● DOCUMENT EXTRACT
⟨

But no matter what mode it takes, there’s a lot that goes into the journey to insure that it travels safely. After all, a human organ that is being given to help sustain life is among the most precious of cargo, so it can’t be dropped or harmed. And there are many stakeholders involved in this process, from donor organizations and couriers to surgeons and hospitals. Plus, arriving on time is crucial.

It’s the logistics behind these trips that is being tackled by a new Baltimore venture whose founders include an investor who built technology powering supply chain and logistics systems at Under Armour, a University of Maryland Medical Center transplant surgeon and a retired U.S. Navy commander and pilot with a background in manned and unmanned aviation, engineering and operations.

The venture, called MediGO, created a hardware and software platform that allows the stakeholders involved to track and monitor organ shipments and allows for communication, while using data to help further improve the trips.

With more transparency and speed, the goal is to create a reliable platform over time “that will expand the ability of people to have more transplants and save more lives,” said Scott Plank, the former Under Armour executive and brother of UA founder Kevin Plank who became a noted Baltimore real estate developer since retiring from the company in 2012. He is leading the company as CEO and backing it through Scott Plank Ventures.

Plank connected with the team that helmed the first drone flight to deliver an organ for transplant at the University of Maryland Medical Center in 2019 and was an investor in that effort (which won a 2019 Technical.ly Award). Plank and Dr. Joseph Scalea, an investor and transplant surgeon who led the project, soon decided to form a company that could tackle the logistics of transplantation that would help the organs get to labs like Scalea’s more efficiently, and the teamed with Anthony Pucciarella, the retired Navy Commander and pilot who is the company’s president.

“The Baltimore community has been incredibly supportive of us,” Dr. Scalea added.

⟩

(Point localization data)
⟨

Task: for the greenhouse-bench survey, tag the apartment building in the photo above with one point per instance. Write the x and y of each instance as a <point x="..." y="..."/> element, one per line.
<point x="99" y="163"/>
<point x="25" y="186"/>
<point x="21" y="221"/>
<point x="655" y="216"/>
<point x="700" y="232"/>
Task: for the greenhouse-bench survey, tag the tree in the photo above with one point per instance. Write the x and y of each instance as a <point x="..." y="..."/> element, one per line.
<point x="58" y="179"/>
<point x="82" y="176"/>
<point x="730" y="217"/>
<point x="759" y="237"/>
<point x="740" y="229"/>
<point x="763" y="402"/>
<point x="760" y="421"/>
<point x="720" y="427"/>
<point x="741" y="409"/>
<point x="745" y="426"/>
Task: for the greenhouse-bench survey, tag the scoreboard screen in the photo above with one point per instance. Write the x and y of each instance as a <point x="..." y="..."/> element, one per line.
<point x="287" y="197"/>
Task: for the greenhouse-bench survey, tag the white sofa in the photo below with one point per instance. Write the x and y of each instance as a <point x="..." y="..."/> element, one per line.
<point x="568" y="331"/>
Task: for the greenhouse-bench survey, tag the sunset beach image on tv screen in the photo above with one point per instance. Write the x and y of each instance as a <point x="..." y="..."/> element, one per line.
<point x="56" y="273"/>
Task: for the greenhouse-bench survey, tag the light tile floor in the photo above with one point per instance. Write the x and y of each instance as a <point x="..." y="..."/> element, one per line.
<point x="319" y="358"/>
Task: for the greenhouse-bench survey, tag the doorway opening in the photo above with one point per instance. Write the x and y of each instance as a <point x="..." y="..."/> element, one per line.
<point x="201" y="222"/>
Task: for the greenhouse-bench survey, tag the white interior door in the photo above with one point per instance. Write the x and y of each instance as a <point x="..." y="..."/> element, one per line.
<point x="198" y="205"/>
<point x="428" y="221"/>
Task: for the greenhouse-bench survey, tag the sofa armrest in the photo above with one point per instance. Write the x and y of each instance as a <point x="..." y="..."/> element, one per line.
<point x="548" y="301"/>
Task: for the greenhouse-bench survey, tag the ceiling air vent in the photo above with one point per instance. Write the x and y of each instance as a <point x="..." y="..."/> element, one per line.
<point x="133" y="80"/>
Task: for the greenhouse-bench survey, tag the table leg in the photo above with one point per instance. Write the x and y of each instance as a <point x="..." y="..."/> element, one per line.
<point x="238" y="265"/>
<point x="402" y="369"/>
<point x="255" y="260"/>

⟩

● TASK LIST
1. Copy the part of the MediGO article starting at "It’s the logistics" and ending at "engineering and operations.".
2. In the MediGO article, what position does Anthony Pucciarella hold at the company?
These rows have no connection to the MediGO article.

● LIST OF SOLUTIONS
1.
It’s the logistics behind these trips that is being tackled by a new Baltimore venture whose founders include an investor who built technology powering supply chain and logistics systems at Under Armour, a University of Maryland Medical Center transplant surgeon and a retired U.S. Navy commander and pilot with a background in manned and unmanned aviation, engineering and operations.

2. He is the company's president.